→ **SET OF TASKS**
A – According to the spotlight on Kentucky's Regional Concept Plans, how many Area Development Districts does the state have?
B – Return, word for word, everything in the spotlight on Kentucky's Regional Concept Plans from "Within the vision" down to "aim to produce.".
C – Write the next part of the spotlight on Kentucky's Regional Concept Plans, picking up after its final sentence.

→ **SELECTION**
══════════
Project Prioritization: Spotlight: Kentucky’s Regional Concept Plans

Through the Kentucky Transportation Cabinet’s contracts with each of the state’s 15 Area Development Districts, a Regional Concept Plan is developed to inventory significant facilities and traffic generators in the rural portions of  the state.  In addition to this descriptive information, the Lincoln Trail Area Development District (LTADD), which staffs a rural planning program as well as the Radcliff/Elizabethtown MPO, defines its goals, objectives, strategies, and measures.

Within the vision developed through LTADD’s Regional Concept Plan and many other regions’ LRTPs, stakeholders set a series of goals that narrow the focus of the vision to a set of core issues, for instance, describing high level ambitions for issue areas like safety, economic competitiveness, mobility, connectivity, or equity.  A series of objectives often identifies more specifically what results the goals aim to produce.

In addition, planning documents sometimes define measures (sometimes also called metrics or indicators) that demonstrate progress in a goal area.  LTADD has developed a series of measures for each objective, and published through its Regional Concept Plan.
══════════
→ **DATA LISTING**
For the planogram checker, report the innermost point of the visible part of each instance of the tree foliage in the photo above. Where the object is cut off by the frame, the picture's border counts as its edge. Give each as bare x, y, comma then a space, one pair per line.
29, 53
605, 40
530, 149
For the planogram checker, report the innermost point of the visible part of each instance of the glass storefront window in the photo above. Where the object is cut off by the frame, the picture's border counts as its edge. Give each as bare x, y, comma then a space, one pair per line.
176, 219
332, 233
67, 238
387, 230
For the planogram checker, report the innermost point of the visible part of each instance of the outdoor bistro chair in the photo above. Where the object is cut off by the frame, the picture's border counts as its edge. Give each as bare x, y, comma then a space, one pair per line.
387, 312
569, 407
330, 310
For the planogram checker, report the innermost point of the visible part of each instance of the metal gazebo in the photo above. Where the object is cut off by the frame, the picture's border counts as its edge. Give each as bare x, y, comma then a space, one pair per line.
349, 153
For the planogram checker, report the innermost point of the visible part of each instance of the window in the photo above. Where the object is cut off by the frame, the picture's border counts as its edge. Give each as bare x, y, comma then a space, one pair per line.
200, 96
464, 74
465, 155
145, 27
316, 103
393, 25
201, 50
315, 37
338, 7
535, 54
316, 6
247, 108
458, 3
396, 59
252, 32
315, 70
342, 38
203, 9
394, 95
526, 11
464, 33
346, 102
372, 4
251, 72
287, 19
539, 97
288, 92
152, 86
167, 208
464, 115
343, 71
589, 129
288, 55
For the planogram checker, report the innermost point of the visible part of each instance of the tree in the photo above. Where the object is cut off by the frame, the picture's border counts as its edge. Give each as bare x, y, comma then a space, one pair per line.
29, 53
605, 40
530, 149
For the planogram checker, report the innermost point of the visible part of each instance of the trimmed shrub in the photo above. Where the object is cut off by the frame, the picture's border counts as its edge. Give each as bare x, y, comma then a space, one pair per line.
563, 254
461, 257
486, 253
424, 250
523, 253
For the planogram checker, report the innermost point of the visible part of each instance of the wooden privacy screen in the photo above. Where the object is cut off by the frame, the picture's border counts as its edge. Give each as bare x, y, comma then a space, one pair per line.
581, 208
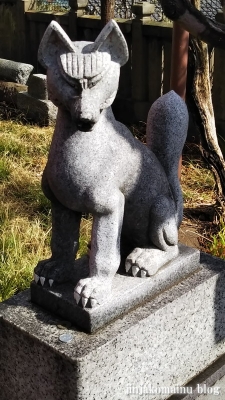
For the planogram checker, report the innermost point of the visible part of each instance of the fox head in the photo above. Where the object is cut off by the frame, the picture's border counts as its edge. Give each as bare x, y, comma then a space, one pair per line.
83, 77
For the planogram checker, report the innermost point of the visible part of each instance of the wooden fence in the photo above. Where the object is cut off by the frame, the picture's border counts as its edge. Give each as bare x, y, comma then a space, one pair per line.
143, 79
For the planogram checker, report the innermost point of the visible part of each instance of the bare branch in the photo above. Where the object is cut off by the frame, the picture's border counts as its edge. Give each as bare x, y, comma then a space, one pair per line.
195, 22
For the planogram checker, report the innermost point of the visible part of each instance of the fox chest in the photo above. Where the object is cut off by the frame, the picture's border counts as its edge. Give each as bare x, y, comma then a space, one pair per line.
76, 169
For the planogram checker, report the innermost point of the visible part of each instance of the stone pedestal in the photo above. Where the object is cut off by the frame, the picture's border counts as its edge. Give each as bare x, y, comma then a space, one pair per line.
145, 353
35, 104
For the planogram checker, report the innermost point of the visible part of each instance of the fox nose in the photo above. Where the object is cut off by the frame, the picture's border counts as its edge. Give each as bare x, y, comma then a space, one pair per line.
85, 124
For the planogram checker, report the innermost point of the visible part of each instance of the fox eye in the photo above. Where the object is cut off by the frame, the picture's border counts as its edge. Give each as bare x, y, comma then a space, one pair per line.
75, 85
91, 84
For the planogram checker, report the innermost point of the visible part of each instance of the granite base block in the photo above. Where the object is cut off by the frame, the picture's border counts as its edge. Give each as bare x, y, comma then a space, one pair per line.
127, 291
165, 342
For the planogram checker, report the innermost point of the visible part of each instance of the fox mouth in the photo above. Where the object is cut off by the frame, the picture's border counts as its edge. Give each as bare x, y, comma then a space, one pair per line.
85, 126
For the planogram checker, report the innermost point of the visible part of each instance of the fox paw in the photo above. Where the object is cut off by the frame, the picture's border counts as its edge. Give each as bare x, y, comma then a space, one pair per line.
50, 272
90, 292
147, 262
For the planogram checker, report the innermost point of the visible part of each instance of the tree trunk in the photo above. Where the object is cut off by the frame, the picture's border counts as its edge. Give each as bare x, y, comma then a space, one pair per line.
107, 11
201, 94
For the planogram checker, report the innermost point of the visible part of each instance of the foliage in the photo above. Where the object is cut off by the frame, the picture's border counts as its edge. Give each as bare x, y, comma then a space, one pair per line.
217, 244
25, 220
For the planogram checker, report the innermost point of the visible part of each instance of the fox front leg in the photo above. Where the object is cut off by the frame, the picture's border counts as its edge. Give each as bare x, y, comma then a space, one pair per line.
104, 257
64, 246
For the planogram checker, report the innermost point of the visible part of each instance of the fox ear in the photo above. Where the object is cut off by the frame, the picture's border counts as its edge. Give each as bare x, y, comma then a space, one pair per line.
111, 40
53, 40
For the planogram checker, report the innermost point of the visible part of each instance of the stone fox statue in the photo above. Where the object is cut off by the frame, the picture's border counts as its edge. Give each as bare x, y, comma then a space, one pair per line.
96, 166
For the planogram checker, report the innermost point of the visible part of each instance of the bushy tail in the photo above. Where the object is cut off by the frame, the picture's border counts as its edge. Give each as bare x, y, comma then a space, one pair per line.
167, 127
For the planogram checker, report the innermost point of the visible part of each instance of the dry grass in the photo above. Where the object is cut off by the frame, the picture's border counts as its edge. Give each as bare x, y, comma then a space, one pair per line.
24, 211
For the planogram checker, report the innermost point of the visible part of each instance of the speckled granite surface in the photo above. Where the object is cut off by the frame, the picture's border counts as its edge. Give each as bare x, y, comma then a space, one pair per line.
127, 291
164, 342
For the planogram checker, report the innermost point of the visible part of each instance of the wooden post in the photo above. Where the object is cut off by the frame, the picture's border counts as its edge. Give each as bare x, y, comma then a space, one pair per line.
77, 9
179, 65
142, 10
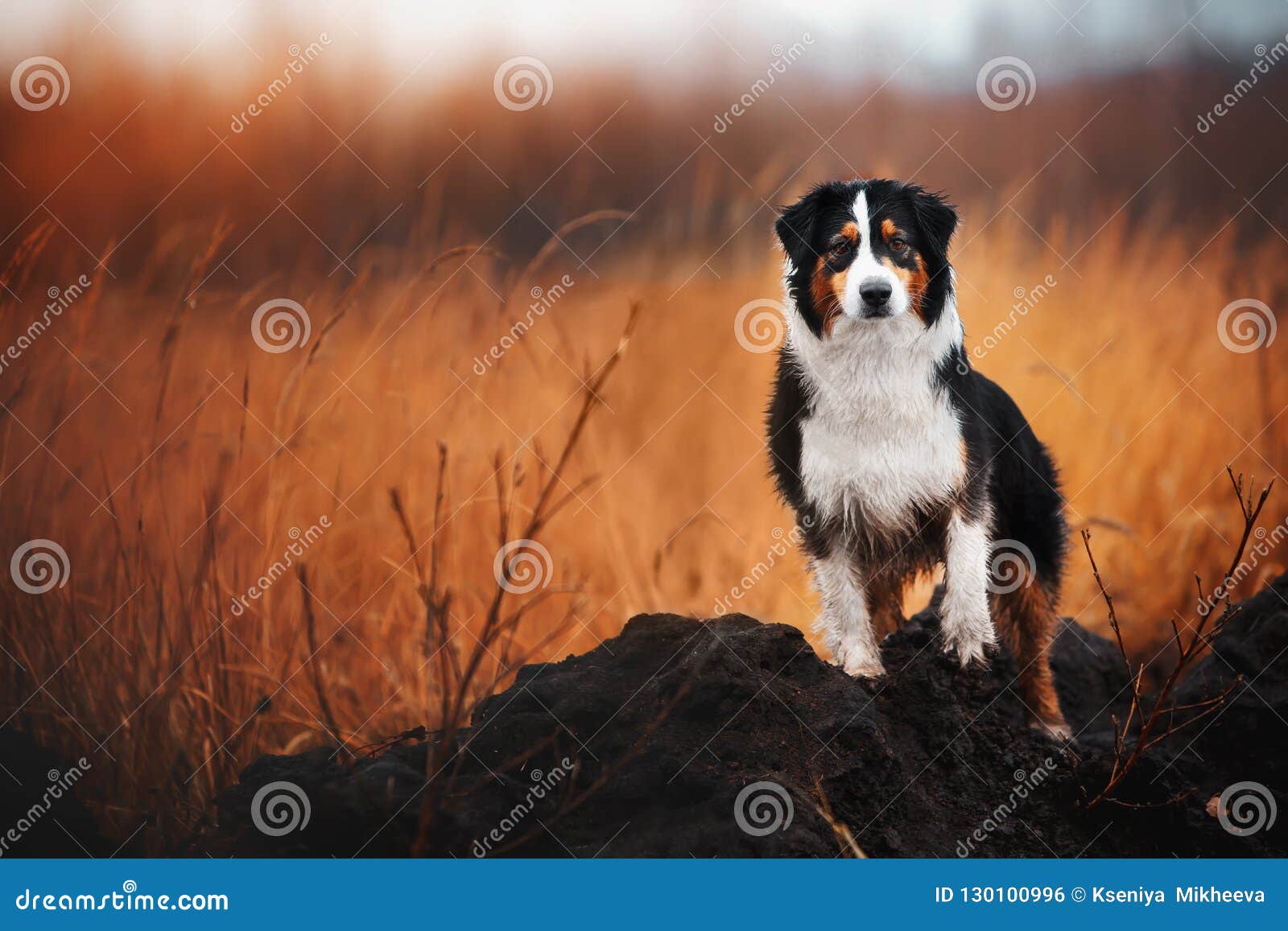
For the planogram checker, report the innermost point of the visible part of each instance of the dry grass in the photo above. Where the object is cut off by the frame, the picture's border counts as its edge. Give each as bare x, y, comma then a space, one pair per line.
178, 480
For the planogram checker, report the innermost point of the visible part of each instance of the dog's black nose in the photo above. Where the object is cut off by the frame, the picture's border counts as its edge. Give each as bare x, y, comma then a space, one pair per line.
875, 291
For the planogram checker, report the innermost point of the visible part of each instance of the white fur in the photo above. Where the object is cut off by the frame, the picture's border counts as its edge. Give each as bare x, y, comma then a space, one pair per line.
845, 624
882, 441
968, 628
866, 267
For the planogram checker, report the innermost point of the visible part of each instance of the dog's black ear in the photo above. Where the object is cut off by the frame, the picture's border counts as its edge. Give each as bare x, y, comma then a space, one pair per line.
937, 218
795, 229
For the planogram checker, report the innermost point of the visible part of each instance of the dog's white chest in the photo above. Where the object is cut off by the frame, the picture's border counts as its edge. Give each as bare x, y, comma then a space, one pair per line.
880, 463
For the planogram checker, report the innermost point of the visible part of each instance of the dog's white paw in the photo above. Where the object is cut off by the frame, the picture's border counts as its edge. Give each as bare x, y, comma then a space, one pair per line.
858, 662
969, 641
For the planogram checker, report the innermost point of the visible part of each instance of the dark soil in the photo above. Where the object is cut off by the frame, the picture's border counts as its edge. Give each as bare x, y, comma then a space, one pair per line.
667, 724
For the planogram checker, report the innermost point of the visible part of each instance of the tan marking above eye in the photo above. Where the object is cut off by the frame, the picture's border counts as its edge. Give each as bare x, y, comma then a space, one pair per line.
828, 295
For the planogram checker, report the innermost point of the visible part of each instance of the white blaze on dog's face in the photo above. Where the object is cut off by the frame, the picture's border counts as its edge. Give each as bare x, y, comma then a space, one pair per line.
871, 287
862, 253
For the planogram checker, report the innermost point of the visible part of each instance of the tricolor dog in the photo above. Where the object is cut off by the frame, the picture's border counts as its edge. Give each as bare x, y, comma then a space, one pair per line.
895, 455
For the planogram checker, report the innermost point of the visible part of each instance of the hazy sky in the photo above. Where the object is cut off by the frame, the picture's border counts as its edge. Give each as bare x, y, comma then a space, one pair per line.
671, 38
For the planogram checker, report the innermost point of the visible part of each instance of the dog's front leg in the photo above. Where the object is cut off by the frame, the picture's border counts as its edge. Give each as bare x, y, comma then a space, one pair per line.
966, 624
845, 622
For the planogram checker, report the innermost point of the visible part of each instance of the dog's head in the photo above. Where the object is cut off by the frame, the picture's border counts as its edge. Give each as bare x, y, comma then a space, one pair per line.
861, 253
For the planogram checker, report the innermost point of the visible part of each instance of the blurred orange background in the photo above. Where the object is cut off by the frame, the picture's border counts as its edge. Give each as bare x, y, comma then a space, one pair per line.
394, 196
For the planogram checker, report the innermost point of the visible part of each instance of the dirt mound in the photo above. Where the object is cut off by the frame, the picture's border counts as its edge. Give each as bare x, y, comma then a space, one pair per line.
══════════
→ **SOLVED PROBLEMS**
A – Kentucky has 15 Area Development Districts.

B –
Within the vision developed through LTADD’s Regional Concept Plan and many other regions’ LRTPs, stakeholders set a series of goals that narrow the focus of the vision to a set of core issues, for instance, describing high level ambitions for issue areas like safety, economic competitiveness, mobility, connectivity, or equity.  A series of objectives often identifies more specifically what results the goals aim to produce.

C –
In the safety goal area, for example, LTADD’s objectives address corridor identification, developing transportation projects that improve safety, and facilitating completion of safety-related projects.  Several measures are used to track movement for each objective, including metrics such as the number of roadways with over 500 collisions per year, percent of dangerous corridors with identified countermeasures, and the number of projects on dangerous corridors included in the Kentucky Highway Plan.

Strategies to implement the objectives are also listed; these include developing a database for collisions and safety statistics, identifying low-cost safety improvements, and identifying safety-oriented projects, along with several other safety strategies, a timeline, and whether LTADD staff or regional transportation committee are responsible for completing the strategies.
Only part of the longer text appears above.